__Kutipan Teks__.

————————

Imanisasi



Berbicara tentang iman atau keyakinan, memang sangatlah harus berhati-hati. Jika apa yang kita tulis adalah sebuah kebenaran, maka tulisan kita akan bermanfaat bagi orang lain. Sebaliknya, jika kita menuliskan kekeliruan, justru malah akan menyesatkan. Apalagi kalau sudah membicarakan iman orang lain, berbahaya broh, sudah banyak kasusnya kan :)

Baiklah, sebelum mulai, saya harus katakan bahwa ini hanyalah pendapat pribadi, dan pendapat belum tentu benar dan juga belum tentu salah, jadi bijak-bijaklah ya mengambil maknanya :)

Sejak kecil saya dan mungkin juga kita semua sudah sering mendengar di berbagai tempat bahwa kita harus rajin beribadah untuk mengumpulkan pahala sebanyak-banyaknya, dan mengurangi maksiat sekurang-kurangnya bahkan meninggalkan, supaya kita terhidar dari neraka dan kita dimasukkan ke surga. Aamiin ya :) Tetapi dewasa ini rasanya ajakan dengan model reward and punishment seperti itu sudah tidak lagi relevan. Saya merasa lucu jika ada orang yang mengajak kebaikan dengan mengiming-imingi bonus pahala yang banyak, hmmm sudah seperti MLM aja ya :)

————————

__Petunjuk Tugas__.
Salin bagian dari tulisan tentang iman di atas, mulai dengan "Berbicara tentang iman" dan terus sampai "mengambil maknanya :)", tanpa mengubah apa pun. Baris-baris data ini merupakan bahan tersendiri yang terpisah dari tulisan di atas.

Cuplikan data kotak pembatas:
————————

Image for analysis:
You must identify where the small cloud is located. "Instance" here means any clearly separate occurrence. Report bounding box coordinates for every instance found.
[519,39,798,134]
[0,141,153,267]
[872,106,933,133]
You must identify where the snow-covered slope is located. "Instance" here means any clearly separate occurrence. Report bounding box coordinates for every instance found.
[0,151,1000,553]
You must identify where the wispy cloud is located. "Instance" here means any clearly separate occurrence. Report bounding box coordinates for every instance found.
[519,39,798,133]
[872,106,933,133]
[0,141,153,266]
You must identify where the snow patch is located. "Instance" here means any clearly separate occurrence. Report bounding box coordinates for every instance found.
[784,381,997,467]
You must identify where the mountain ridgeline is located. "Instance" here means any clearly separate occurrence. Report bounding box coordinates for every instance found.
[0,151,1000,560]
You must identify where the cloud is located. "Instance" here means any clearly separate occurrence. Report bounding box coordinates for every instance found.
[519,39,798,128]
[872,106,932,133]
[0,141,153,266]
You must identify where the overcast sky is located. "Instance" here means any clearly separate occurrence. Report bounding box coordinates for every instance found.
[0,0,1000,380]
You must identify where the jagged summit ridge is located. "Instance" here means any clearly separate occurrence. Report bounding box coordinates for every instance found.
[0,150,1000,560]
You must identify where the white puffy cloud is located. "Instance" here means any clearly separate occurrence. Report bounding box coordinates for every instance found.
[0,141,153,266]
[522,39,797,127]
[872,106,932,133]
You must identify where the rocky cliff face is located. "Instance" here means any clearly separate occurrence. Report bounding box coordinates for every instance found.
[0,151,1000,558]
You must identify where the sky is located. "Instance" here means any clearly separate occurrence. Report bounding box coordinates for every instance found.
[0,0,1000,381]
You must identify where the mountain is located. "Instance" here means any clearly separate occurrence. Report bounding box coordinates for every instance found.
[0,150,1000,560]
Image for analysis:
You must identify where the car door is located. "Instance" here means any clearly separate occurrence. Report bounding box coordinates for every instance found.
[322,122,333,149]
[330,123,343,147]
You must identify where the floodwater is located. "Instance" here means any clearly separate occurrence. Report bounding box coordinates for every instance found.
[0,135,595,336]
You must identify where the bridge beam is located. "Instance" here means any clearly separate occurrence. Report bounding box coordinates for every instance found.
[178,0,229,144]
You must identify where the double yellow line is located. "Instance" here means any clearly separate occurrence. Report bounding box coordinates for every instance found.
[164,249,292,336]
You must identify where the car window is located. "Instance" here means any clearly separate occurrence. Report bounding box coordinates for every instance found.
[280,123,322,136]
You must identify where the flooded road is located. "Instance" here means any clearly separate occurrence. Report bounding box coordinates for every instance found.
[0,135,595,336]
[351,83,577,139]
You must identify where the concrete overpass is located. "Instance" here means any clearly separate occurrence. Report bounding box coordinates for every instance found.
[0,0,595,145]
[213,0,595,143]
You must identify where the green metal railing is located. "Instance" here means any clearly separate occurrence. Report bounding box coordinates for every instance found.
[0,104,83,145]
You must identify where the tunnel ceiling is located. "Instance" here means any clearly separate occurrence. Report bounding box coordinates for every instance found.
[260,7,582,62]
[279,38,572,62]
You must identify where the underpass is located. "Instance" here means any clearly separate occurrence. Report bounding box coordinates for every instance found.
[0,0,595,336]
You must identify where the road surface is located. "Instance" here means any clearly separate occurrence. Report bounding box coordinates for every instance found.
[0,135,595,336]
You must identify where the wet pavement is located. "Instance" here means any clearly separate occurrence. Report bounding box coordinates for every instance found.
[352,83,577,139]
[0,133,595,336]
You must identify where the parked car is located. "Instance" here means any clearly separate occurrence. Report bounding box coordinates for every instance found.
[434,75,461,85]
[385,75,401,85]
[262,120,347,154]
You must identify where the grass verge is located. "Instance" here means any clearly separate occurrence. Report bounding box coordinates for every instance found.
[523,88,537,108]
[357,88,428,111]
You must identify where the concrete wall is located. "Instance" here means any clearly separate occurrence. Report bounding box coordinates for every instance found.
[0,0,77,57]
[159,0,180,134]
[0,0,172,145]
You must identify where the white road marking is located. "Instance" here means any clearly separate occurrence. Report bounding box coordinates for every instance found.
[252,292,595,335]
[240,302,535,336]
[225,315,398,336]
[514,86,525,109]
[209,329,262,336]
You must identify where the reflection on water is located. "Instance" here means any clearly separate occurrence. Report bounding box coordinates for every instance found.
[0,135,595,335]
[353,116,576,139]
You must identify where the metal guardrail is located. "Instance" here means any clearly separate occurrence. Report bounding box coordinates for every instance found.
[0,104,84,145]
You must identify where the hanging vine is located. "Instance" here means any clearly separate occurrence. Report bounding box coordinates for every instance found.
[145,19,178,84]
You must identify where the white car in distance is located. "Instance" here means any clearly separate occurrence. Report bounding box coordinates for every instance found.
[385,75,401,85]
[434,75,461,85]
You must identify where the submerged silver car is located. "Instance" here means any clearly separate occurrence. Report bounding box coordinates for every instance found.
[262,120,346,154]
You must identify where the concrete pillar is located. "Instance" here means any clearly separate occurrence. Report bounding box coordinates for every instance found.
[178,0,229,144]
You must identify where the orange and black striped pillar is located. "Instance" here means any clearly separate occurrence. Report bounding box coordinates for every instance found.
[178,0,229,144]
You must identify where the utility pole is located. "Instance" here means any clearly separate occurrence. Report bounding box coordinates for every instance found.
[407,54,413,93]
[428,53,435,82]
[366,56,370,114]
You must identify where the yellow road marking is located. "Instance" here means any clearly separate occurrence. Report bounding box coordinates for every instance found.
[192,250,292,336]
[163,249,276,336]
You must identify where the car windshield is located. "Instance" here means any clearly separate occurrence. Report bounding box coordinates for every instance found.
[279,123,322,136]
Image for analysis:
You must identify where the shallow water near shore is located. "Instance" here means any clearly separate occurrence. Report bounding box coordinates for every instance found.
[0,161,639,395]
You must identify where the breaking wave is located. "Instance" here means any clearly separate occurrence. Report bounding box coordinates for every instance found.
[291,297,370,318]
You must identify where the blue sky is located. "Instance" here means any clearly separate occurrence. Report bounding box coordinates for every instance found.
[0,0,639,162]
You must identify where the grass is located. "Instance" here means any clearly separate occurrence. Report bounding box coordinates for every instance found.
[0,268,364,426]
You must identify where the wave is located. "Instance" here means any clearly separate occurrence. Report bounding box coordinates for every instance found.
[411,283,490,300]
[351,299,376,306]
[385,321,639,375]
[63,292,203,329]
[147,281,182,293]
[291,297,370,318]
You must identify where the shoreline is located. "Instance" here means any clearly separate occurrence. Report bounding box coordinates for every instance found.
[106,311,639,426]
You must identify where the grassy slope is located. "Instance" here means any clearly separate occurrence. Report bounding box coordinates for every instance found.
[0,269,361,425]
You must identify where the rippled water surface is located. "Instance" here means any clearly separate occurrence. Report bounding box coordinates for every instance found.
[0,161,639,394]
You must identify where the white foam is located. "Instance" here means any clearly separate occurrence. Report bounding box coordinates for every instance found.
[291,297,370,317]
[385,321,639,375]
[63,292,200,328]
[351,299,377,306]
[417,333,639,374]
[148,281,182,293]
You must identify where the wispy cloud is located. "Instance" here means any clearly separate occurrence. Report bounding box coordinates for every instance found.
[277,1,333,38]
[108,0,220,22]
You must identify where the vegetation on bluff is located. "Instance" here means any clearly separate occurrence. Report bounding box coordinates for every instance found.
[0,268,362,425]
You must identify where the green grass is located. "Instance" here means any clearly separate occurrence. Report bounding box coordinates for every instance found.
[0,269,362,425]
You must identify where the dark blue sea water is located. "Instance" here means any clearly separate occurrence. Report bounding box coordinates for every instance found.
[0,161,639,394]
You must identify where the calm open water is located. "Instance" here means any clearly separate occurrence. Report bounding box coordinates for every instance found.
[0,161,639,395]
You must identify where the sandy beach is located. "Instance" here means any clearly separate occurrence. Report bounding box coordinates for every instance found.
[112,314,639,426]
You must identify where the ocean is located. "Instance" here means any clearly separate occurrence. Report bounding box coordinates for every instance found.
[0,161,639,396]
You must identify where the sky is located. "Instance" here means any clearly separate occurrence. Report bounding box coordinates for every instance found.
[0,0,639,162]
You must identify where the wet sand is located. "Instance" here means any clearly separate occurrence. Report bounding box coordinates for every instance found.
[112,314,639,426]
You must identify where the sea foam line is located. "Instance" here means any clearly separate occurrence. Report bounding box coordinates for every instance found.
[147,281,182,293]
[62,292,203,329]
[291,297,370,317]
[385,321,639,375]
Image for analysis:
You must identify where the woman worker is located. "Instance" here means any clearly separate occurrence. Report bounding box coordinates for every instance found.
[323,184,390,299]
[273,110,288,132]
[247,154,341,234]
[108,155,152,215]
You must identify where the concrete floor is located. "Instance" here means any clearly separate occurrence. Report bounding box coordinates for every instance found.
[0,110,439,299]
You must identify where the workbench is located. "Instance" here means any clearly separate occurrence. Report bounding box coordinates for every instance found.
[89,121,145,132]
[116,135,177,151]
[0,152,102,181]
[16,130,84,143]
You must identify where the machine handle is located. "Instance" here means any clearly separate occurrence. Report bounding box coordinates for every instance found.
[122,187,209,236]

————————

__Hasil Tugas__.
Berbicara tentang iman atau keyakinan, memang sangatlah harus berhati-hati. Jika apa yang kita tulis adalah sebuah kebenaran, maka tulisan kita akan bermanfaat bagi orang lain. Sebaliknya, jika kita menuliskan kekeliruan, justru malah akan menyesatkan. Apalagi kalau sudah membicarakan iman orang lain, berbahaya broh, sudah banyak kasusnya kan :)

Baiklah, sebelum mulai, saya harus katakan bahwa ini hanyalah pendapat pribadi, dan pendapat belum tentu benar dan juga belum tentu salah, jadi bijak-bijaklah ya mengambil maknanya :)